WHAT YOU HAVE TO DO
Turn the part of the data that opens with the line containing "segment returns the" and closes with the line containing "Give the mask of the dry", both lines included, into a numbered list. Skip any blank lines and leave the picture out.

== STORED DATA

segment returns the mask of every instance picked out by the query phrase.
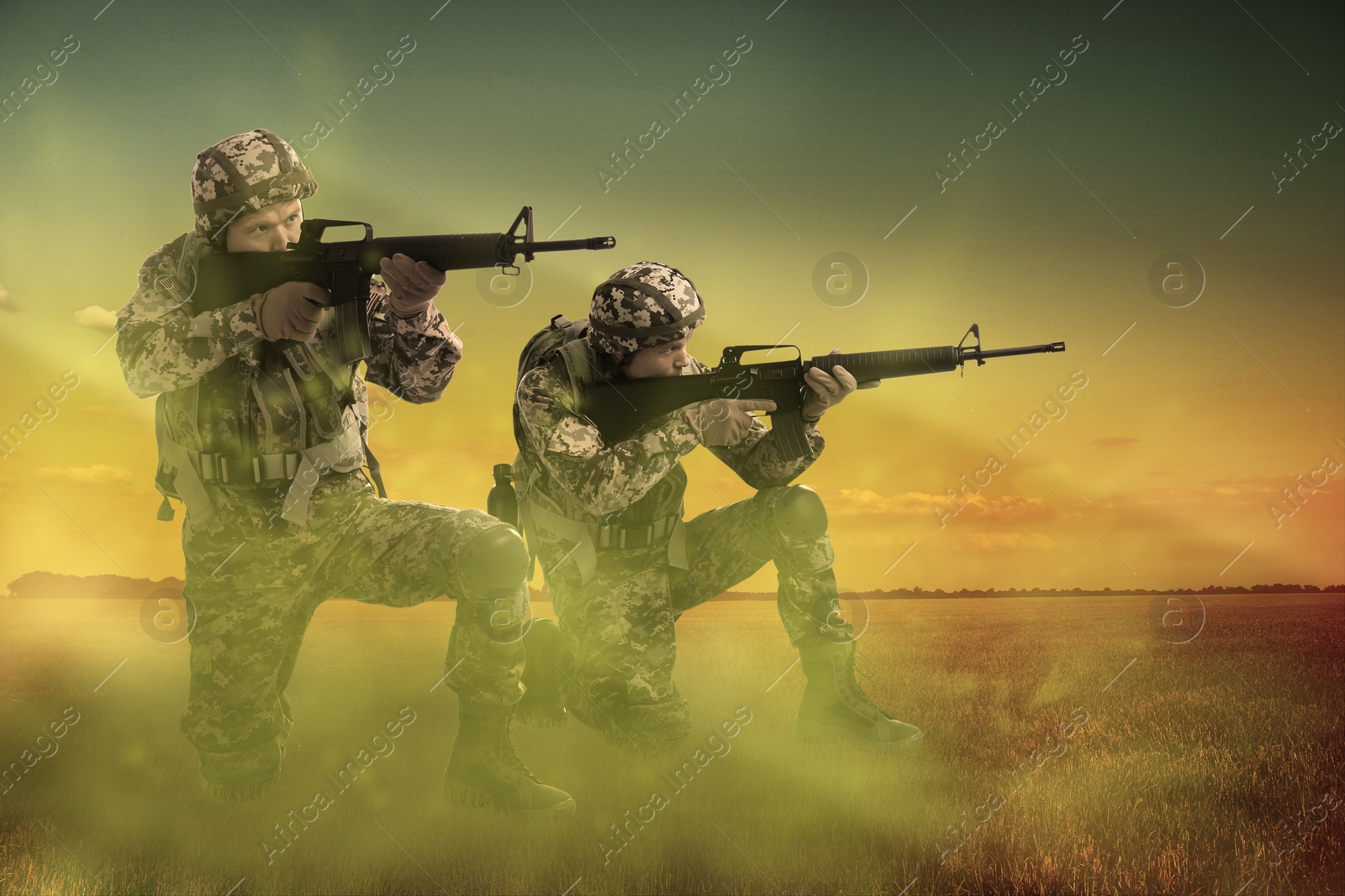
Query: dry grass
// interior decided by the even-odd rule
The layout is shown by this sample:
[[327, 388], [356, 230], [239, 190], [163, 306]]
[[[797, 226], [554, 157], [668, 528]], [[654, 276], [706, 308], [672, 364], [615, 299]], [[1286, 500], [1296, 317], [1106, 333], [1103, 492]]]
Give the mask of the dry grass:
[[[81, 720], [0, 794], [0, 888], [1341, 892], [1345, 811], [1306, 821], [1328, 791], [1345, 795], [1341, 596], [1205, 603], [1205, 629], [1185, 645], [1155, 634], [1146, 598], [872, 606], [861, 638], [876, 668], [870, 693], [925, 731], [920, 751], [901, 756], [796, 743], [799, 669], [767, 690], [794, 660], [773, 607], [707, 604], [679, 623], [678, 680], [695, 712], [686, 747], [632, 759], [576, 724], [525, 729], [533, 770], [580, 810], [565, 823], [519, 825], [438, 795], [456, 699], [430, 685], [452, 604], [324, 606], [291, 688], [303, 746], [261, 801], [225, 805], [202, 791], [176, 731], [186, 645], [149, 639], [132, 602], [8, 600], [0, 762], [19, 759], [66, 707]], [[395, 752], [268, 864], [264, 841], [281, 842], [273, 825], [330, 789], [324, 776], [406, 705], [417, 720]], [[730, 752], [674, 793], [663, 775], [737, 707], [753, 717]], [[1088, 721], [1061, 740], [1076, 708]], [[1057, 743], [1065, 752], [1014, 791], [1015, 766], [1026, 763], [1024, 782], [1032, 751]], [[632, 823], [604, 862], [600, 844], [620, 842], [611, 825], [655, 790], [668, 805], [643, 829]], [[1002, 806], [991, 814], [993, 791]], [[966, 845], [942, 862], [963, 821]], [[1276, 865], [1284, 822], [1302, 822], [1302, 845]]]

====
== STORED DATA

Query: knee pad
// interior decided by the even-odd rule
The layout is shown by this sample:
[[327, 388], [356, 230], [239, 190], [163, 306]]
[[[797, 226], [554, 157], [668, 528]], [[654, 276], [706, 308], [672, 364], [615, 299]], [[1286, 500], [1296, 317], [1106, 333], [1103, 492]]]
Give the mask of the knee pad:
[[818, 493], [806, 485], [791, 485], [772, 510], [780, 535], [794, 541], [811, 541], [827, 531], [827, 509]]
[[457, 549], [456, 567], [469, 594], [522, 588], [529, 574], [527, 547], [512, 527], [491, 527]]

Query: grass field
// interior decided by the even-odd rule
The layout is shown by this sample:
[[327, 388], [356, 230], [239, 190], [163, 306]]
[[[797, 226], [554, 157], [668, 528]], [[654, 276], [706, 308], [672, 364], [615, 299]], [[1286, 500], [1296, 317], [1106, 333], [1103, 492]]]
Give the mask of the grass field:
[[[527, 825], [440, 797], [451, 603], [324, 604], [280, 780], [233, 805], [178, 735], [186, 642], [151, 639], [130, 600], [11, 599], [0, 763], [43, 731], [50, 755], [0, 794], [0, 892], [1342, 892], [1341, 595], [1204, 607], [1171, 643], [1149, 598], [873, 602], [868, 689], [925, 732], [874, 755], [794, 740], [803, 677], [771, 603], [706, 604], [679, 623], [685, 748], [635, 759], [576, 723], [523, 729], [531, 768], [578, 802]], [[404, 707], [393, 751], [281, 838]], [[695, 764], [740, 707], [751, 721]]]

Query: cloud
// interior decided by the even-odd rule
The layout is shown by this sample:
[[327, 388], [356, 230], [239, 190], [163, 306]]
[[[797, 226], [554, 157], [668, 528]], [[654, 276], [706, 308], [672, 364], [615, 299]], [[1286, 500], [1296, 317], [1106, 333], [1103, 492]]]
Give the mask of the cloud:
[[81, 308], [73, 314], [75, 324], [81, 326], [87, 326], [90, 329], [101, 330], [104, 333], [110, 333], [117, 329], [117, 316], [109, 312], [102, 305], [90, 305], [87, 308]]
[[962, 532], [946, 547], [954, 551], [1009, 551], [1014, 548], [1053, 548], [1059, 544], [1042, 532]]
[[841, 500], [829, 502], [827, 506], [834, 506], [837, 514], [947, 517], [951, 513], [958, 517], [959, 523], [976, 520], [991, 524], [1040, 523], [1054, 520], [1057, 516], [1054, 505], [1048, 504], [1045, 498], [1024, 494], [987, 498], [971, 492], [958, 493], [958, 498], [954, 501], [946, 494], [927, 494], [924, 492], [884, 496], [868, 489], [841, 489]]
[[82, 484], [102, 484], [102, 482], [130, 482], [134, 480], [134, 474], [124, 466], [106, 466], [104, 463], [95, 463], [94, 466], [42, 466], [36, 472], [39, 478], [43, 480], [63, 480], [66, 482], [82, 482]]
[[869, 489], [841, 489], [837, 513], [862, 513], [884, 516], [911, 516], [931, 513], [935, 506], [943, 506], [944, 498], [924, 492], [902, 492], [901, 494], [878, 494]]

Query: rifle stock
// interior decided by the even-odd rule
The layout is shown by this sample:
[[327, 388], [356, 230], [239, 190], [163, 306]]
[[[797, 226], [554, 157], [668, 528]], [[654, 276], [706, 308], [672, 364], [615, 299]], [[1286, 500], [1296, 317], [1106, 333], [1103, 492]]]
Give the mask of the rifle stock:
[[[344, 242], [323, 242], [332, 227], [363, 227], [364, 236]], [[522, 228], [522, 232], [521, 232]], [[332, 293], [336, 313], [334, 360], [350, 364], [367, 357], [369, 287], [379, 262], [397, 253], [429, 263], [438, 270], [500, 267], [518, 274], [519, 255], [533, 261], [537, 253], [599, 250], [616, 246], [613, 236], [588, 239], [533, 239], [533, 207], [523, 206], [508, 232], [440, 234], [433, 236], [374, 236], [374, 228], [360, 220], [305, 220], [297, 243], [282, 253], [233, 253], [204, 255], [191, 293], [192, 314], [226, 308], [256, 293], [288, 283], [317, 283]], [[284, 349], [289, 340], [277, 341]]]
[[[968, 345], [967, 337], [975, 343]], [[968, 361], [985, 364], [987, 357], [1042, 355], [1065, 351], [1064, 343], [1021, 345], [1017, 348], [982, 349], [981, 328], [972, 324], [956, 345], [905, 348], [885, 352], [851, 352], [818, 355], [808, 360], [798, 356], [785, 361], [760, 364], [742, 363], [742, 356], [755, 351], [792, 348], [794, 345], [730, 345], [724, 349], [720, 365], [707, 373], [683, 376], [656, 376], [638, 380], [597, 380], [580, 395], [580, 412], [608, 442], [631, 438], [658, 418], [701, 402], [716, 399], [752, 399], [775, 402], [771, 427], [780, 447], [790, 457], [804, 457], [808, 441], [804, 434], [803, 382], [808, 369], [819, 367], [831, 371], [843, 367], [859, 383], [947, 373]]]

====

RESPONSE
1. segment returns the mask of every instance picked out by the query phrase.
2. Query: dry grass
3. // interior decided by the even-odd rule
4. The layout is shown by this sample:
5. [[327, 388], [356, 230], [239, 190], [163, 306]]
6. [[[797, 226], [554, 157], [668, 528]], [[654, 276], [706, 308], [672, 364], [615, 299]], [[1286, 500], [1296, 317], [1106, 333], [1103, 492]]]
7. Give the mask of the dry grass:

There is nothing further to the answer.